Múscari acompanhou as mobilizações da Assobecaty para apresentar um projeto a fim de se tornar um Ponto de Cultura. O edital data de 2012 e foi possível acessar uma das versões do projeto (Assobecaty, 2012). Nele estavam previstos a continuidade ou início de várias ações: formação em gestão cultural; reciclagem de material descartável; criação e mídia virtual; escola de capoeira; grupo de dança; cultura hip hop; produção artesanal. Oficinas de tambor, grupo de capoeira e grupo de afoxé já eram parte das atividades da associação. Vale mencionar o esforço do projeto em enquadrar as atividades do terreiro propriamente dito como “festas de tradição afro-gaúchas”, com a seguinte justificativa: “Resgatar a memória, presença e participação cultural afrodescendente levando em consideração a necessidade de inscrição de suas práticas, modos de ser e de viver nos autos históricos do estado do Rio Grande do Sul”. O projeto foi contemplado, embora a Assobecaty tenha enfrentado problemas de atraso no repasse de recursos. Desde então, a associação se apresenta como Ponto de Cultura Ilê Axé Cultural9.

O projeto da Assobecaty evidencia uma característica do edital que incide sobre a concepção de cultura adotada por essa política pública. O edital não apenas reforça em seu texto uma ideia de cultura ampla (“como redes de signos e significados socialmente construídos, compartilhados e transformados ao longo da história”) e autodeterminada (“produzidos pelos produtores das diferentes e semelhantes formas de perceber, pensar e agir no mundo”) (Rio Grande do Sul, 2012). Seus formulários contemplam uma lógica múltipla e fractal no modo como enunciam e organizam as categorias que orientam as inscrições. Como se visualiza na imagem abaixo, há várias possibilidades de se definir cultura, assim como há várias possibilidades para um grupo se reconhecer nas categorias. Um grupo como a Assobecaty pode assinalar “manifestações culturais” em “culturas populares”, “cultura afrodescendente” em “grupos étnico-culturais”, e ainda assinalar várias outras opções em “gestão e formação cultural”, “expressões artísticas” e mesmo “ações transversais”. É possível então registrar atividades e projetos de muitas naturezas – e inclusive acomodar suas atividades religiosas.

Exercício ->
Responda, com base no trecho sobre a Assobecaty:
(a) De que ano data o edital?
(b) Como a associação se apresenta desde que o projeto foi contemplado?
(c) Em qual categoria do formulário um grupo como a Assobecaty pode assinalar "cultura afrodescendente"?

Material fornecido ->
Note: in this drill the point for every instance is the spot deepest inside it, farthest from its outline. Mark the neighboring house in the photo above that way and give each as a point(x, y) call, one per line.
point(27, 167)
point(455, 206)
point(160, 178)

Resposta ao problema ->
(a) De 2012.
(b) Como Ponto de Cultura Ilê Axé Cultural.
(c) Em "grupos étnico-culturais".